TASK GOAL
Each entry needs to be reproduced exactly as it is.
**** PROVIDED RECORDS ****
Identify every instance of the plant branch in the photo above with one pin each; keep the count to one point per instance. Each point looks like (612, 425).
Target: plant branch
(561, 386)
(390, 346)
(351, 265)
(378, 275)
****
SOLUTION TO THE EXERCISE
Identify every instance of the plant branch in the photo above with one pin each; keep the count to one point per instance. Each point looks like (612, 425).
Target: plant branch
(561, 386)
(390, 346)
(351, 265)
(378, 275)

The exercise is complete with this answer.